§ **Exercise directions**:
Quote the records in full and leave their pictures out.

[Dataset entries]

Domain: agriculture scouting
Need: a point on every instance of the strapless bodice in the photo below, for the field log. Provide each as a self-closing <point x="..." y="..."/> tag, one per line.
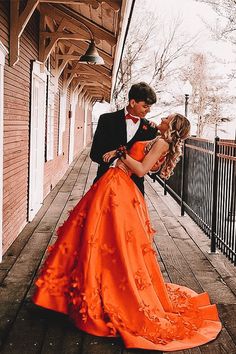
<point x="138" y="150"/>
<point x="141" y="148"/>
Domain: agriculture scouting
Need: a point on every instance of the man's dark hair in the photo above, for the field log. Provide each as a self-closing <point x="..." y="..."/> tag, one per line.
<point x="142" y="92"/>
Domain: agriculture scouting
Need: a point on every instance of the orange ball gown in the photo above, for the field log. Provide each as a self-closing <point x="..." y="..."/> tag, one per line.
<point x="103" y="273"/>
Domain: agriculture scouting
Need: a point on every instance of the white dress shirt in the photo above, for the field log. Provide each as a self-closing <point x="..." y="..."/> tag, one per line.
<point x="131" y="129"/>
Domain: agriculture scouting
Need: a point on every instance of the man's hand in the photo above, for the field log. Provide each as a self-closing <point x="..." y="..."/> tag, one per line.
<point x="109" y="155"/>
<point x="153" y="125"/>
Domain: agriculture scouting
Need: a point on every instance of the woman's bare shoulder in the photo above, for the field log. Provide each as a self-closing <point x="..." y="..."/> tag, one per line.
<point x="161" y="144"/>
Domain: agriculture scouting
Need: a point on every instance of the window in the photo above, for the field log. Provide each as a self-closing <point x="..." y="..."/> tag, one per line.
<point x="50" y="119"/>
<point x="62" y="121"/>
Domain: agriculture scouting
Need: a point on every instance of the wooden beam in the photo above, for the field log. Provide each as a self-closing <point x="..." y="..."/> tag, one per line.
<point x="45" y="50"/>
<point x="108" y="59"/>
<point x="98" y="31"/>
<point x="115" y="4"/>
<point x="93" y="3"/>
<point x="18" y="21"/>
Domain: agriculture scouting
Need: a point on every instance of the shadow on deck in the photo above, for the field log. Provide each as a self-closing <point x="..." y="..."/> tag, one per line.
<point x="182" y="253"/>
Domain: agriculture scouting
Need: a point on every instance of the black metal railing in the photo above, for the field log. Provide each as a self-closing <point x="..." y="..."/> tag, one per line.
<point x="204" y="184"/>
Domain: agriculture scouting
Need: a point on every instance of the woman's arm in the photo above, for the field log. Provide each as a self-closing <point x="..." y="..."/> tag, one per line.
<point x="141" y="168"/>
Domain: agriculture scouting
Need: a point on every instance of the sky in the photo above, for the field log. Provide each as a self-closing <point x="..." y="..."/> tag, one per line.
<point x="194" y="15"/>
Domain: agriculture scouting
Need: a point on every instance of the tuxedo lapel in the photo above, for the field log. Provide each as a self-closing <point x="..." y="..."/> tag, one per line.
<point x="137" y="135"/>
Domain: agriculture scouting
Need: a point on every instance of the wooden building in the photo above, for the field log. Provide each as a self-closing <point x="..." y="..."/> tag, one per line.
<point x="47" y="95"/>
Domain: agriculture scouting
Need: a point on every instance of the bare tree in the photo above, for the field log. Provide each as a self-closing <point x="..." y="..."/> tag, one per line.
<point x="207" y="96"/>
<point x="226" y="26"/>
<point x="150" y="54"/>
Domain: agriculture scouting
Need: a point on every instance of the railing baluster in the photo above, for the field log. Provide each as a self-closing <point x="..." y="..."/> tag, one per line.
<point x="182" y="180"/>
<point x="214" y="196"/>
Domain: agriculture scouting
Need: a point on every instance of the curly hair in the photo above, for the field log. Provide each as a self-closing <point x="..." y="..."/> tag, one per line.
<point x="179" y="128"/>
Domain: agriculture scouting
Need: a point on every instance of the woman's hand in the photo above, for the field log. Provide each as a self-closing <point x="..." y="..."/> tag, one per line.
<point x="109" y="155"/>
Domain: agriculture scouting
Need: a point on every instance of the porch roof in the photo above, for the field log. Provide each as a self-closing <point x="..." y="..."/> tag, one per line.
<point x="66" y="30"/>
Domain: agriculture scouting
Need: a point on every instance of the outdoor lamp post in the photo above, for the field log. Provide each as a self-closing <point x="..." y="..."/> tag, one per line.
<point x="187" y="93"/>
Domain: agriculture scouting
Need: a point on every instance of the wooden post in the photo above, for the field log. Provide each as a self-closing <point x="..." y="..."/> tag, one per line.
<point x="182" y="181"/>
<point x="214" y="195"/>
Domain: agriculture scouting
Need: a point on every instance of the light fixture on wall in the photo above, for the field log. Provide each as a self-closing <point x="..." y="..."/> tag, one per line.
<point x="91" y="56"/>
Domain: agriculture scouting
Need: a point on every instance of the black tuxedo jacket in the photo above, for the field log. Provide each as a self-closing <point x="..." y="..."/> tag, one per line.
<point x="111" y="133"/>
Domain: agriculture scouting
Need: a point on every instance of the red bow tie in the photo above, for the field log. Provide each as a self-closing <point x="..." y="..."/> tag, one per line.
<point x="134" y="119"/>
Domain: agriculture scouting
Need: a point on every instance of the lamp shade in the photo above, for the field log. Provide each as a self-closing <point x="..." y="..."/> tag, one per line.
<point x="187" y="88"/>
<point x="91" y="56"/>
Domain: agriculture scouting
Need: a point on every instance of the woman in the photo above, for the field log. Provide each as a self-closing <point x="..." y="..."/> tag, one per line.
<point x="102" y="270"/>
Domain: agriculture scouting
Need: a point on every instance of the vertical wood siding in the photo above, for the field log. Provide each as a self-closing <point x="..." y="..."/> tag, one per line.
<point x="16" y="128"/>
<point x="17" y="91"/>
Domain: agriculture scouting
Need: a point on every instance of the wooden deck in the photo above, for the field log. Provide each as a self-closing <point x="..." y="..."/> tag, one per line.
<point x="182" y="251"/>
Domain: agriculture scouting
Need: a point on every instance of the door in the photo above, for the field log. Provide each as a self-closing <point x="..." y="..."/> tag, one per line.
<point x="37" y="140"/>
<point x="72" y="130"/>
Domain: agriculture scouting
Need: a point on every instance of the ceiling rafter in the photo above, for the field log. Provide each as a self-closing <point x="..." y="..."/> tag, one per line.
<point x="114" y="4"/>
<point x="18" y="22"/>
<point x="98" y="32"/>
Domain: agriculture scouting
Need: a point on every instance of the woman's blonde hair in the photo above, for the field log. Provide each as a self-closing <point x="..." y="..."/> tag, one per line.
<point x="179" y="128"/>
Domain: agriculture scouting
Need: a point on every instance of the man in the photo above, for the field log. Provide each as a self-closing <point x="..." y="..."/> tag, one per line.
<point x="124" y="127"/>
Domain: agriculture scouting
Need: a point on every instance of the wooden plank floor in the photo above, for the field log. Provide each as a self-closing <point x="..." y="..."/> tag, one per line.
<point x="182" y="252"/>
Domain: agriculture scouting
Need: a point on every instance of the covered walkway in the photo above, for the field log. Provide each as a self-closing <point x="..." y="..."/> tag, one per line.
<point x="182" y="251"/>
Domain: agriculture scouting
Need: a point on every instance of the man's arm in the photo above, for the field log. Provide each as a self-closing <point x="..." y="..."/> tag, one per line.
<point x="99" y="141"/>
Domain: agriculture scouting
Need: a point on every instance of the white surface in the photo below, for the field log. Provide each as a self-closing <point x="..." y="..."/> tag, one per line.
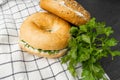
<point x="16" y="64"/>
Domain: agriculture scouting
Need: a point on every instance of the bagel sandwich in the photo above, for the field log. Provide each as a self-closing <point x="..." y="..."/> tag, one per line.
<point x="45" y="35"/>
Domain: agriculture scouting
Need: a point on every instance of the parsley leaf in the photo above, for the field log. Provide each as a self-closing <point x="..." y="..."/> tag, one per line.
<point x="87" y="45"/>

§ **Answer for the task**:
Domain: agriculture scouting
Need: a point on every instance of the strapless bodice in the photo below, for the field log. Provide each as a self-closing <point x="..." y="..."/> tag, one per line.
<point x="138" y="150"/>
<point x="141" y="148"/>
Domain: agriculture scouting
Need: a point on every instance of the man's dark hair in the photo above, for the field log. Provide each as a self-closing <point x="..." y="..."/> tag, one per line.
<point x="142" y="92"/>
Domain: agriculture scouting
Need: a point on every instance of the orange ball gown in the photo above, for the field log. Provide each as a self-closing <point x="..." y="..."/> tag, one per line.
<point x="103" y="273"/>
Domain: agriculture scouting
Need: a point on every instance of the white dress shirt in the photo above, for the field log. Provide each as a self-closing <point x="..." y="..."/> tag, one per line.
<point x="131" y="129"/>
Domain: agriculture scouting
Need: a point on every instance of the man's hand in the photo above, for the field log. Provide each as a self-closing <point x="..." y="..."/> tag, one per line.
<point x="109" y="155"/>
<point x="153" y="125"/>
Domain: agriculture scouting
Need: a point on every instance of the woman's bare shoulder in the photo above, for the field log. Provide each as a self-closing <point x="..." y="..."/> tag, one per line.
<point x="161" y="144"/>
Domain: agriculture scouting
Need: a point on every instance of the window in the photo above, for the field log. Provide each as a self-closing <point x="..." y="..."/> tag, one per line.
<point x="50" y="119"/>
<point x="62" y="121"/>
Domain: agriculture scouting
Need: a point on every instance of the wooden beam in the photo above, for the field log. Provide each as a self-closing <point x="..." y="..."/> tag, one per line.
<point x="45" y="50"/>
<point x="108" y="59"/>
<point x="98" y="31"/>
<point x="115" y="4"/>
<point x="93" y="3"/>
<point x="18" y="21"/>
Domain: agriculture scouting
Need: a point on every instance of the shadow on deck in the photo above, for the field log. Provide each as a self-closing <point x="..." y="..."/> tag, one per line.
<point x="182" y="253"/>
Domain: agriculture scouting
Need: a point on every instance of the black metal railing in the photo above, for the field log. Provide each as a self-closing <point x="..." y="..."/> tag, one per line.
<point x="204" y="184"/>
Domain: agriculture scouting
Need: a point on every instance of the woman's arm in the photo above, for the field log. Provide each as a self-closing <point x="..." y="..."/> tag, one per line.
<point x="141" y="168"/>
Domain: agriculture scouting
Need: a point on every instance of the sky in the photo above, for the field log. Provide each as a self-closing <point x="..." y="..."/> tag, one per line.
<point x="194" y="15"/>
Domain: agriculture scouting
Need: a point on every instance of the tuxedo lapel in the photo above, for the field log. Provide each as a self-closing <point x="..." y="..."/> tag, one per line.
<point x="137" y="135"/>
Domain: agriculture scouting
Need: a point on every instance of the wooden building in the photo above, for the field log. Provide each as a self-closing <point x="..." y="..."/> tag, one per line.
<point x="47" y="95"/>
Domain: agriculture scouting
Need: a point on every instance of the bare tree in the photo above, for the field log. Provide each as a self-closing <point x="..." y="..."/> tag, one per line.
<point x="207" y="96"/>
<point x="226" y="26"/>
<point x="150" y="54"/>
Domain: agriculture scouting
Need: a point on every instance of the railing baluster in the photo above, for the field log. Provide each as a self-closing <point x="..." y="..."/> tag, one per line.
<point x="182" y="180"/>
<point x="214" y="196"/>
Domain: agriculture scouting
Need: a point on every instance of the curly hair in the photo above, for the field log. Provide each as a self-closing <point x="..." y="..."/> tag, one per line.
<point x="179" y="128"/>
Domain: agriculture scouting
Need: a point on every instance of the woman's hand in the photo above, for the field log. Provide each as a self-closing <point x="..." y="..."/> tag, one per line.
<point x="109" y="155"/>
Domain: agriculture scouting
Need: a point on every instance of the porch roof in the photo above, for the field log. Provide each as a self-closing <point x="..." y="..."/> tag, one per line.
<point x="66" y="30"/>
Domain: agriculture scouting
Need: a point on every instance of the outdoor lamp post in the photo above, for the field log. Provide each as a self-closing <point x="..." y="..."/> tag, one per line.
<point x="187" y="93"/>
Domain: agriculture scouting
Need: a point on every instance of the wooden post in the photo above, for the field log. Provide each as a self-closing <point x="..." y="..."/> tag, one per line.
<point x="182" y="181"/>
<point x="214" y="195"/>
Domain: agriculture scouting
Need: a point on every instance of the light fixture on wall in the photo above, for the field log. Provide each as a self-closing <point x="..." y="..."/> tag, one per line.
<point x="91" y="56"/>
Domain: agriculture scouting
Need: a point on every instance of the black tuxedo jacket in the photo above, for the field log. Provide each as a self-closing <point x="..." y="..."/> tag, one per line.
<point x="111" y="133"/>
Domain: agriculture scouting
Need: a point on every instance of the red bow tie in the photo above, for the field log. Provide each as a self-closing <point x="..." y="..."/> tag, one per line.
<point x="134" y="119"/>
Domain: agriculture scouting
Need: a point on every instance of the lamp shade in the photo above, for the field log. Provide each as a self-closing <point x="..." y="..."/> tag, one per line.
<point x="187" y="88"/>
<point x="91" y="56"/>
Domain: agriculture scouting
Need: a point on every instance of the woman in the photo above, for the field log. Provide each as a self-closing <point x="..." y="..."/> tag, one per line.
<point x="102" y="270"/>
Domain: agriculture scouting
Need: a point on every instance of the vertical wood siding in the photo above, for the field log. Provide each as a self-closing <point x="..." y="..."/> tag, one per line.
<point x="16" y="128"/>
<point x="17" y="91"/>
Domain: agriculture scouting
Need: a point on every instance of the wooden deck in the photo above, for the field log. Provide each as a self-closing <point x="..." y="..."/> tag, one per line.
<point x="182" y="251"/>
Domain: agriculture scouting
Need: a point on every instance of the door in the photo above, for the field log. Provide each as a self-closing <point x="..." y="..."/> tag, one per line.
<point x="37" y="140"/>
<point x="72" y="130"/>
Domain: agriculture scouting
Need: a point on every instance of the ceiling rafter in the photo above, for the field log. Provide each as a self-closing <point x="..." y="..."/> tag, one per line.
<point x="114" y="4"/>
<point x="18" y="22"/>
<point x="98" y="32"/>
Domain: agriculture scouting
Need: a point on every instance of the woman's blonde hair in the photo above, for the field log. Provide each as a self-closing <point x="..." y="..."/> tag, one per line.
<point x="179" y="128"/>
Domain: agriculture scouting
Need: a point on every instance of the man in the photo above, for the field log. Provide each as a self-closing <point x="..." y="..."/> tag, one per line.
<point x="124" y="127"/>
Domain: agriculture scouting
Need: a point on every instance of the wooden plank floor in the photo above, for the field log. Provide each as a self-closing <point x="..." y="..."/> tag, one per line.
<point x="182" y="252"/>
Domain: agriculture scouting
Need: a point on every instance of the covered walkway in the photo above, for the field log. Provide each as a self-closing <point x="..." y="..."/> tag, one per line.
<point x="182" y="251"/>
Domain: agriculture scouting
Need: a point on every instance of the man's arm in the photo above, for the field log. Provide each as a self-closing <point x="..." y="..."/> tag, one per line.
<point x="99" y="141"/>
Domain: agriculture scouting
Need: a point on every instance of the white surface in the photo below, for the field log. Provide each as a self-closing <point x="..." y="..."/> tag, one per line.
<point x="16" y="64"/>
Domain: agriculture scouting
Need: a point on every instance of the bagel sandwich in the photo above, for the field log. Provide each as a self-closing <point x="..." y="..."/> tag, one per line.
<point x="45" y="35"/>
Domain: agriculture scouting
Need: a point on every instance of the parsley leaf in the photo above, for the field log. Provide each as a self-closing <point x="..." y="..."/> tag, one per line.
<point x="87" y="45"/>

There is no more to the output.